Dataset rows
--
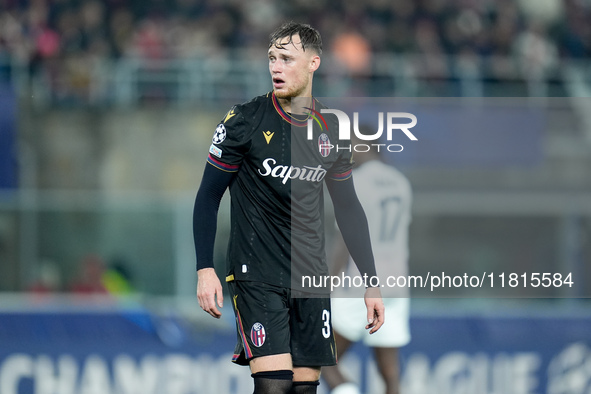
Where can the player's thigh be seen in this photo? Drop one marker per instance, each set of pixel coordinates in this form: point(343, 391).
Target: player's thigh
point(262, 319)
point(312, 339)
point(306, 374)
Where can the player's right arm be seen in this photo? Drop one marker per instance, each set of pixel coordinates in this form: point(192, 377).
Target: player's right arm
point(205, 212)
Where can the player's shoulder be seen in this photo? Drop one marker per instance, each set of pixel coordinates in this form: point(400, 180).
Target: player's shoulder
point(252, 106)
point(240, 117)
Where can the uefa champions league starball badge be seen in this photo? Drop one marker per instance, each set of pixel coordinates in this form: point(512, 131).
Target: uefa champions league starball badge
point(257, 334)
point(220, 134)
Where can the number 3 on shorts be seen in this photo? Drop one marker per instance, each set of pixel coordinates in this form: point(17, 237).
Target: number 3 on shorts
point(326, 320)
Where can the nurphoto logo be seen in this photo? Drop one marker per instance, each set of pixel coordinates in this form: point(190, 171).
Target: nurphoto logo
point(390, 125)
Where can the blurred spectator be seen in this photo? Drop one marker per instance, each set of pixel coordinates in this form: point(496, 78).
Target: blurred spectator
point(118, 279)
point(47, 280)
point(89, 277)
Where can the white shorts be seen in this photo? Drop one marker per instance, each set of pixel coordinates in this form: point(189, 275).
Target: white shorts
point(349, 318)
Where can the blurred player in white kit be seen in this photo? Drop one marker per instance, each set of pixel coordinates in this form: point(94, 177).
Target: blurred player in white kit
point(386, 196)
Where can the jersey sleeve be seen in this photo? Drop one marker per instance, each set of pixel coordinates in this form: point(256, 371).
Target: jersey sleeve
point(229, 142)
point(342, 168)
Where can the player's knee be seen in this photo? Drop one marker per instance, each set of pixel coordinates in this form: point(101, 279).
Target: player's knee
point(273, 382)
point(305, 387)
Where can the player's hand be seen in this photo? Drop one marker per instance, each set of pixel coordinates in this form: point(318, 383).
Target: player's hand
point(375, 309)
point(208, 288)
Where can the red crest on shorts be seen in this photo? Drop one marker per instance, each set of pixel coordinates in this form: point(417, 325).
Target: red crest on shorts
point(257, 334)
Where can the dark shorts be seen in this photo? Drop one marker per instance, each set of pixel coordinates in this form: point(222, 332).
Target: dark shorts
point(270, 321)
--
**WORK TO DO:** Reproduce every row above verbatim, omitting the pictures.

**EXERCISE RESULT:**
Where can the player's thigh be seen in this photo? Drop one marker per instance, each set of pixel coordinates in this form: point(343, 391).
Target: player's thigh
point(262, 319)
point(312, 339)
point(306, 374)
Where can the player's right arm be seen in this photo? Drop one marker per instance, each set of pixel coordinates in this form: point(192, 377).
Target: player's right arm
point(205, 212)
Where can the player's shoulder be seen in this photo? Drop one marker per instance, each set of pixel coordinates in this form: point(400, 180).
Target: player's shoulder
point(252, 106)
point(240, 117)
Where can the uefa champions league starball badge be seen in this photo? Drop one marker per instance, each set of pixel coordinates in this form: point(512, 131).
Target: uefa champions league starball badge
point(257, 334)
point(220, 134)
Where can the number 3 on shorts be seen in this photo? Drop one marker per instance, each set of pixel coordinates in this form: point(17, 237).
Target: number 3 on shorts
point(326, 320)
Where can the nurphoto logo be seen in this photo? Drop one marker per instance, each set of pixel coordinates in this form: point(190, 171).
Target: nurphoto logo
point(390, 125)
Where can the blurred spectator be seen in this photo? Drop one marker per instance, each set of pixel coordinates in this form: point(496, 78).
Target: blurred spectator
point(118, 279)
point(47, 280)
point(89, 277)
Where can the white shorts be seen in this photo? Drop one marker per instance, each set of pixel coordinates in this form: point(189, 275).
Target: white shorts
point(349, 318)
Where can the blurred player in white kit be seen in this photo? Drop one marker per instance, each set of pixel coordinates in this form: point(94, 177).
Target: blurred player in white kit
point(386, 196)
Where can the jersey sleeve be seen in this photo? Drop one marker per instance, each set of pixel coordinates in this form: point(256, 371).
Target: jersey sleeve
point(229, 142)
point(342, 168)
Where can the player's knee be seen in this photo? Drop one marker per instance, each set of pixel coordinates in this form: point(101, 279).
Target: player's knee
point(273, 382)
point(305, 387)
Where can the player's hand be seen in this photo? Drop one marker per instance, each set of pixel coordinates in this form: point(318, 383).
Target: player's hand
point(375, 309)
point(208, 288)
Where can the red crest on shorts be seen in this photo? Drop one marker per instance, each set of pixel coordinates in this form: point(417, 325).
Target: red crest on shorts
point(257, 334)
Where can the dark shorts be seen in this photo? Drop one marker per instance, each set of pixel coordinates in this form: point(222, 332).
Target: dark shorts
point(270, 321)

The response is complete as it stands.